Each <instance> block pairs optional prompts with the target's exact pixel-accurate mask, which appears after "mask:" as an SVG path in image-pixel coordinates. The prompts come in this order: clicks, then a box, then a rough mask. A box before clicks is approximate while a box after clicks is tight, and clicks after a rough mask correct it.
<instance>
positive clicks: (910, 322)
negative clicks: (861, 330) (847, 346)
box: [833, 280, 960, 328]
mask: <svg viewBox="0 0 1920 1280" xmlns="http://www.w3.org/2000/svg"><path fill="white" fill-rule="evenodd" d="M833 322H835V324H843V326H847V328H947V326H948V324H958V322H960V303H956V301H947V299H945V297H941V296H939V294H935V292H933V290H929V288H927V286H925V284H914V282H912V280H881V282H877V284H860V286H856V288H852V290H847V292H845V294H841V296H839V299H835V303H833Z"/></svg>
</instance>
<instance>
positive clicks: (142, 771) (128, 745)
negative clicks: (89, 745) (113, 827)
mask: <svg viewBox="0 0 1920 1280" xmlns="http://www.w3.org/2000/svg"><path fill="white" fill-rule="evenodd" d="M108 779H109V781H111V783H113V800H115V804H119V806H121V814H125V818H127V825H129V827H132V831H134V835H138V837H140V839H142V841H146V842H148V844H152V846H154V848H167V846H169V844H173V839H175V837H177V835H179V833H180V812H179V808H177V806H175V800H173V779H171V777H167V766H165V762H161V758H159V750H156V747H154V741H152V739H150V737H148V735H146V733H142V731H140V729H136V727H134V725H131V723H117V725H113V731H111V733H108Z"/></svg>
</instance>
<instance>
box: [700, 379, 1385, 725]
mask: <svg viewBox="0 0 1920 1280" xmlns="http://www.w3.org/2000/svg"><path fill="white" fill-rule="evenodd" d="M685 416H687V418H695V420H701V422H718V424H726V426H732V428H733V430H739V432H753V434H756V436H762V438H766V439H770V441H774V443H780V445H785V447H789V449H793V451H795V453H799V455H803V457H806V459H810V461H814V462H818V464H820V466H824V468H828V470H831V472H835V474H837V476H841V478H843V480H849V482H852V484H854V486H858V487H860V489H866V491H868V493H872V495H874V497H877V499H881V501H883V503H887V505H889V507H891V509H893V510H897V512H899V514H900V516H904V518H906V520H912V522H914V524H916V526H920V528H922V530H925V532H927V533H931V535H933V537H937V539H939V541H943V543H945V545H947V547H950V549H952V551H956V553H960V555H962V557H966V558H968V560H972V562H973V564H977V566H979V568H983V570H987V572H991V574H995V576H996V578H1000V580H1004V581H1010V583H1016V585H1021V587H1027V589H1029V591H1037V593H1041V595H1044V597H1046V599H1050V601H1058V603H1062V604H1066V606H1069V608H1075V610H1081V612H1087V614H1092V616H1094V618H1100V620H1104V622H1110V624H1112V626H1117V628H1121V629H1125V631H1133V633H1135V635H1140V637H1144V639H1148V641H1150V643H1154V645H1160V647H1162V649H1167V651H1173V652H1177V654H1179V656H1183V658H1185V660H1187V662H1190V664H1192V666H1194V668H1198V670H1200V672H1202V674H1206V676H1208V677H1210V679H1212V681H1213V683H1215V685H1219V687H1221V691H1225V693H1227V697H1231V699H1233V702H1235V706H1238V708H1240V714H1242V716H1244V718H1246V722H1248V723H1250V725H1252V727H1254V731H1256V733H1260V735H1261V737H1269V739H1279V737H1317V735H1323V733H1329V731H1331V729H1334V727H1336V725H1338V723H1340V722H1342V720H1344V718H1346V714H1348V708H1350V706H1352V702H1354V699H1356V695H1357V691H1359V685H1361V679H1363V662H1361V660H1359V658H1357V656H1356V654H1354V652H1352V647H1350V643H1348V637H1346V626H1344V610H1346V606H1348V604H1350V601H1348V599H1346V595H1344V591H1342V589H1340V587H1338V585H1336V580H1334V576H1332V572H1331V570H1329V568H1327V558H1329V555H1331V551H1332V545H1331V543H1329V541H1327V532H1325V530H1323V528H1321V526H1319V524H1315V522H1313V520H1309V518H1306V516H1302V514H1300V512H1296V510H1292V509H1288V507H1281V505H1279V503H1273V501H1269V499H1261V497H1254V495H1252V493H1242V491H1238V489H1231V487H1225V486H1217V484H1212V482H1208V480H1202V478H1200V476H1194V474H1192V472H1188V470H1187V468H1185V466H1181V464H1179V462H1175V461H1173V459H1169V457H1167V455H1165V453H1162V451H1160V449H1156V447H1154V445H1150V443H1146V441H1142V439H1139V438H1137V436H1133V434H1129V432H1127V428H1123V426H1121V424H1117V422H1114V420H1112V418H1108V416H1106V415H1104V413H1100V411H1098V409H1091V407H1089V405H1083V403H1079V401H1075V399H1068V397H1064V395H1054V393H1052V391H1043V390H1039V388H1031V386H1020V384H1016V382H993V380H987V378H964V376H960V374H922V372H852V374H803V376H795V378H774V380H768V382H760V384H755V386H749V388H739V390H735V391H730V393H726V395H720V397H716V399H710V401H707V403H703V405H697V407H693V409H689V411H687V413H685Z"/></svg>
__________
## What you have to do
Beginning at the top of the records above, transcribe each line exactly up to and including the line that holds "negative clicks: (861, 330) (847, 346)".

## Solution below
Each <instance> block pairs optional prompts with the target's exact pixel-accurate mask, which appears after "mask:" as an SVG path in image-pixel coordinates. The prompts come in this order: clicks, then a box, then a rough mask. A box before clicks is approximate while a box after clicks is tight, and clicks after a rough mask correct it.
<instance>
positive clicks: (910, 322)
negative clicks: (861, 330) (847, 346)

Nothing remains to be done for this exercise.